▸ Assignment
This task calls for every entry below to be repeated exactly, without the pictures.

################

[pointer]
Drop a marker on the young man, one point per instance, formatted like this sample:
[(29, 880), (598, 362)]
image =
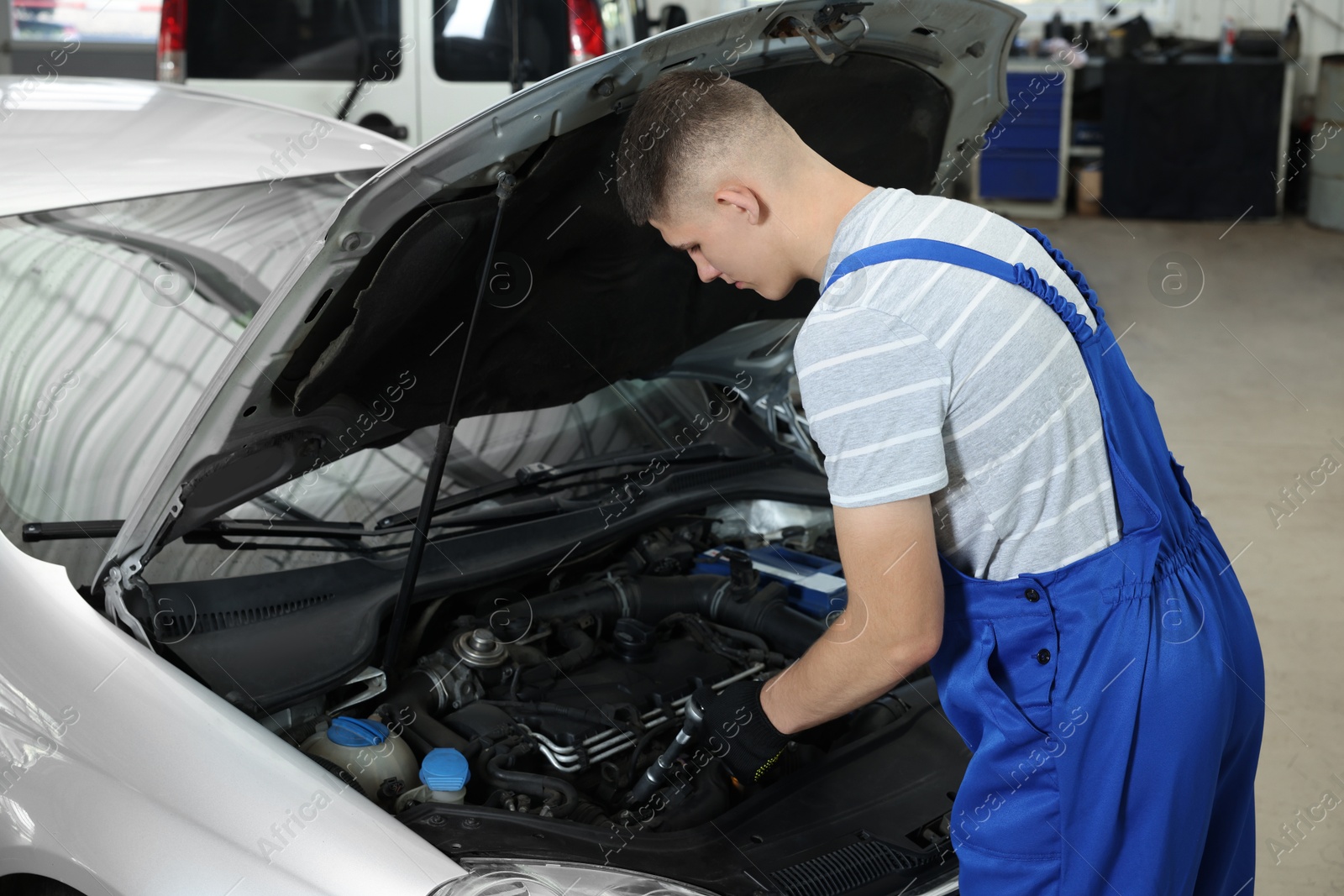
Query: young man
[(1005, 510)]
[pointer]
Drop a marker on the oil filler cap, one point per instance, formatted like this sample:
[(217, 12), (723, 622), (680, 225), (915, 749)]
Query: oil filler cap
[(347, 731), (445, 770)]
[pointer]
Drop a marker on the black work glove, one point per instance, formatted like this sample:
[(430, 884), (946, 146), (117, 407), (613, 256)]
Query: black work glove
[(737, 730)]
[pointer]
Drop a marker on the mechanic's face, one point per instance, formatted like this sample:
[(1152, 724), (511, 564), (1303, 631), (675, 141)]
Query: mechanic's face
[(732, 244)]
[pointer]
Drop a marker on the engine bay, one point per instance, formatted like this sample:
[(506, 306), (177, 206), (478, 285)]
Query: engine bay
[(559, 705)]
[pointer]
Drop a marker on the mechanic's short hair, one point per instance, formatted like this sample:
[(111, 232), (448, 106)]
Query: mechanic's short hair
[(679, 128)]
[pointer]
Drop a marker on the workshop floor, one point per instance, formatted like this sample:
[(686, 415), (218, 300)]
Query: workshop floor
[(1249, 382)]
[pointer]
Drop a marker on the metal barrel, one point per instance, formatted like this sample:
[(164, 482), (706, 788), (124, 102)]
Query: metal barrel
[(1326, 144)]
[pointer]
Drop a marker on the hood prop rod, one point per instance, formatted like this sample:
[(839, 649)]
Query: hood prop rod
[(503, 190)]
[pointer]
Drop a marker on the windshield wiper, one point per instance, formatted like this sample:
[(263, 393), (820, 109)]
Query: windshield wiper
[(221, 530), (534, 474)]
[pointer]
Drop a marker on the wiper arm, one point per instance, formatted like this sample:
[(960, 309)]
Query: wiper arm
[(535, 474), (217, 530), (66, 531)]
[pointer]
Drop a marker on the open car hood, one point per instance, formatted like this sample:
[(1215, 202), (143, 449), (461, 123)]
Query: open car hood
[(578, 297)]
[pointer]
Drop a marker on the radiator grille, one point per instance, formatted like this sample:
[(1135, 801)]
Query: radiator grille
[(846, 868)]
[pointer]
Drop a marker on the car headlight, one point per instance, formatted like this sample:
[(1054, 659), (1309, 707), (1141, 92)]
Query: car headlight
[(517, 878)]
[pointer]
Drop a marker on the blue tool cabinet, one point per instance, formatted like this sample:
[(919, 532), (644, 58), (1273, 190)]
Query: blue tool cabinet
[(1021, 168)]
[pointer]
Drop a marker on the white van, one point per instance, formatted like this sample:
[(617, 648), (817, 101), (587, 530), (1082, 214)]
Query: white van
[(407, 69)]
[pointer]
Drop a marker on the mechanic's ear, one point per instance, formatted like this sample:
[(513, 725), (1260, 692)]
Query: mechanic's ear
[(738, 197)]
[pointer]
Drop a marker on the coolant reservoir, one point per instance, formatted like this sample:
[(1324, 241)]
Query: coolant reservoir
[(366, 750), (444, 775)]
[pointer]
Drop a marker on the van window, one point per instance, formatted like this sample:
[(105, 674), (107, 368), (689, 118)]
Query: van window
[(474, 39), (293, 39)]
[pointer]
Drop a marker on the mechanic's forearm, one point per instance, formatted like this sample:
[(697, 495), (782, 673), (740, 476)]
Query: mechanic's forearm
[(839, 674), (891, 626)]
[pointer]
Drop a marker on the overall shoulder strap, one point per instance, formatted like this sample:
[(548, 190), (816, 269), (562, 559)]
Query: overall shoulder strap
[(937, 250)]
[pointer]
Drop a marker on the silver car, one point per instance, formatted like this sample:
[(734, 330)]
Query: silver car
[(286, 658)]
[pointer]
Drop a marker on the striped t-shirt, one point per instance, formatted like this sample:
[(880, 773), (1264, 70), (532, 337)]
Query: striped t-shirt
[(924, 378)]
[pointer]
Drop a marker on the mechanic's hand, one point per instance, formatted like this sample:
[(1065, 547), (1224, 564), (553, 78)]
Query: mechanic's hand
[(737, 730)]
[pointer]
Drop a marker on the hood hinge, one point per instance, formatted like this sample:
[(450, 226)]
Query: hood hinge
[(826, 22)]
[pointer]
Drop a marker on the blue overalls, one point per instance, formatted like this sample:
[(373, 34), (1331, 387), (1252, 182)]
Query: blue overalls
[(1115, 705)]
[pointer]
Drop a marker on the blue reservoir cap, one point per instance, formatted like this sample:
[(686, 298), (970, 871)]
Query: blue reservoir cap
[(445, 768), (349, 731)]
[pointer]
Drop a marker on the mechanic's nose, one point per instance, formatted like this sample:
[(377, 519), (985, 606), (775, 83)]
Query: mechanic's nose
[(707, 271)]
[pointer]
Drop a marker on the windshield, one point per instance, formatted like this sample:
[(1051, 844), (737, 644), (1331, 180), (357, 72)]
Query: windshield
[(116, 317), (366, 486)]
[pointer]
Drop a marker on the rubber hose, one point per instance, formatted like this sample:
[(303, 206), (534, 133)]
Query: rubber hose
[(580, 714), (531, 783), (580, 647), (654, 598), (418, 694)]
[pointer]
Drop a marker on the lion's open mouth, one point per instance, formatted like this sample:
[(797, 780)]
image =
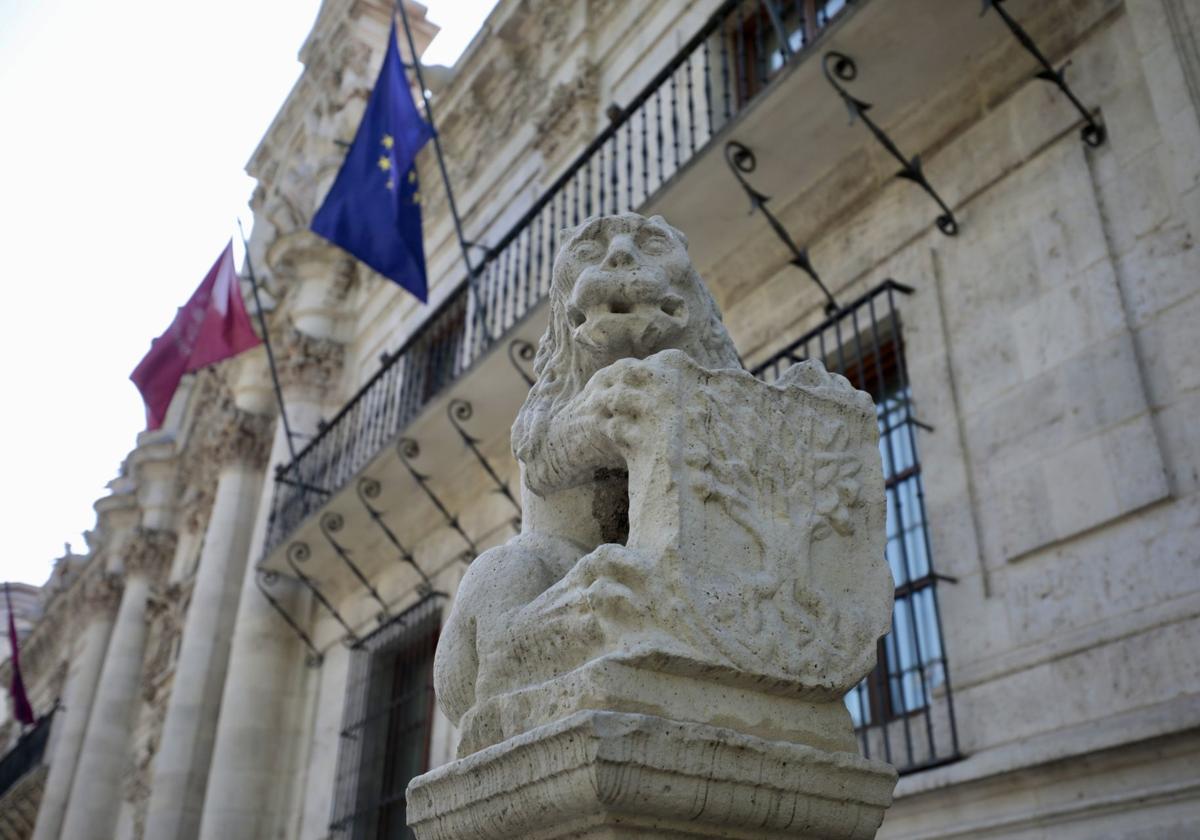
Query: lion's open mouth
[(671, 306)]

################

▸ Written solution
[pointer]
Drop a marker on the young man, one point per instance, formatted like this sample:
[(29, 880), (598, 362)]
image =
Query: young man
[(1005, 510)]
[pointer]
Drop a marker on the oil filler cap, one point per instance, formatted like this sample:
[(217, 12), (723, 622), (680, 225), (915, 749)]
Query: oil filler cap
[(347, 731), (445, 770)]
[pointer]
Drop a marker on the black work glove, one point per instance, formatted like this sample:
[(430, 884), (946, 146), (117, 407), (613, 256)]
Query: black work glove
[(737, 730)]
[pointer]
Drop a marker on the mechanic's face, one point per instance, formatted like this sample:
[(1152, 724), (511, 564), (1303, 631), (675, 141)]
Query: mechanic's face
[(732, 244)]
[pointer]
Drop a marker on the engine bay, one point per instance, formatted like this sample:
[(506, 306), (177, 206), (478, 285)]
Query: engine bay
[(559, 705)]
[pointer]
Drop a marker on the mechanic's short hair, one point per instance, formatted like this sample:
[(111, 232), (448, 106)]
Query: mechanic's short hair
[(679, 128)]
[pointer]
Drop a marker on the workshop floor, one point per instance, formatted like this sample:
[(686, 415), (218, 300)]
Query: workshop floor
[(1249, 382)]
[pointer]
Drop a marker on the metal barrel, one point per instance, formatted like this sample:
[(164, 482), (706, 788), (124, 102)]
Query: metal barrel
[(1326, 144)]
[pointer]
Drop a marker on the hood prop rod, one point per instance, formatted like this sample:
[(839, 649)]
Query: hood prop rod
[(503, 190)]
[pointer]
Drop a marker on the windshield wiper, one point per instance, formatted like this sample:
[(263, 393), (820, 109)]
Query: windshield wiper
[(221, 530), (534, 474)]
[pointer]
Drop a marker on the wiper arm, one point per instance, formatted like this sample:
[(960, 309)]
Query: wiper arm
[(535, 474), (217, 530), (66, 531)]
[pointer]
Drop a marker on the open car hood, one point per instance, formatted like this sample:
[(1215, 202), (143, 449), (461, 123)]
Query: open car hood
[(578, 297)]
[pointer]
Drop a marker on the radiator grille, one point per instance, formatted like this sample:
[(1135, 801)]
Query: radiator grille
[(846, 868)]
[pointer]
Drop a marker on the car headlight, one point per instance, formatted like this sample:
[(1054, 659), (1309, 707), (1141, 92)]
Query: car headlight
[(517, 878)]
[pointer]
Drop a marker on the blue tool cabinet, one point per instance, formatted like this sample:
[(919, 532), (644, 58), (1273, 190)]
Query: blue tool cabinet
[(1021, 168)]
[pointer]
Drop a marker on the white van, one point per instance, formatted like this sample:
[(617, 648), (817, 101), (587, 530), (1082, 214)]
Query: white van
[(407, 69)]
[pointer]
Drop a marker on the mechanic's ear, one point per instance, formatted like this sample:
[(513, 725), (1260, 692)]
Query: mechanic's ear
[(738, 197)]
[pointer]
Drop a marker on the coolant reservoir, one point per instance, formatted like this sample:
[(1324, 241)]
Query: coolant reservoir
[(366, 750), (444, 775)]
[pointer]
Drop a marker on the van window, one point per instance, formatted like this sample:
[(105, 674), (107, 368), (689, 118)]
Query: van window
[(474, 39), (293, 39)]
[pointer]
Drop a marker on the mechanic's forearm, one point per instance, formatted like this sample:
[(697, 495), (782, 673), (740, 476)]
Query: mechanic's forearm
[(839, 674), (891, 626)]
[pointer]
Drop a marker on the overall shoulder strap, one point per instance, formatted like this sample:
[(548, 190), (816, 269), (562, 559)]
Query: overall shoulder strap
[(937, 250)]
[pointer]
Drop a marker on the silver car, one point per instance, formatted like this sample:
[(734, 330)]
Query: silver car
[(286, 658)]
[pointer]
Drop a marker on the striped t-shirt, one point per instance, formatted like this sample:
[(880, 773), (1264, 70), (532, 337)]
Query: striped t-shirt
[(924, 378)]
[pointer]
Drop a marker on the mechanic's hand, one point per instance, formatted like this sample:
[(1065, 547), (1224, 564), (553, 78)]
Query: mechanic's hand
[(737, 730)]
[pointer]
Drop a marker on the hood hinge, one point per instance, formatted like this sample:
[(450, 226)]
Query: hood hinge
[(826, 22)]
[pointer]
Drop a marker on the blue overalls, one point per instance, formatted like this sample:
[(373, 34), (1331, 387), (1252, 182)]
Query: blue overalls
[(1115, 705)]
[pointer]
Drop a marker on the blue reservoir cap, one point per instance, formatted like this sample:
[(686, 298), (970, 871)]
Query: blue reservoir cap
[(445, 768), (349, 731)]
[pointer]
Drop a marker on the mechanic's nose, one point per instance, formatted like this sample:
[(377, 519), (985, 606), (775, 83)]
Query: mechanic's nose
[(707, 271)]
[pointer]
Drop a marker on the windshield, one point per instance, formatted like this sample:
[(1051, 844), (737, 644), (1331, 180), (357, 72)]
Query: windshield
[(116, 317), (366, 486)]
[pointer]
Drop a marker on the rubber hose, one point per instance, formatted like this sample:
[(303, 206), (534, 133)]
Query: rubber hose
[(580, 714), (531, 783), (580, 647), (654, 598), (418, 694)]
[pointer]
Drop a marker on the lion's open mouth, one point per instance, formatted like this sample:
[(797, 780)]
image =
Query: lion's open mouth
[(671, 306)]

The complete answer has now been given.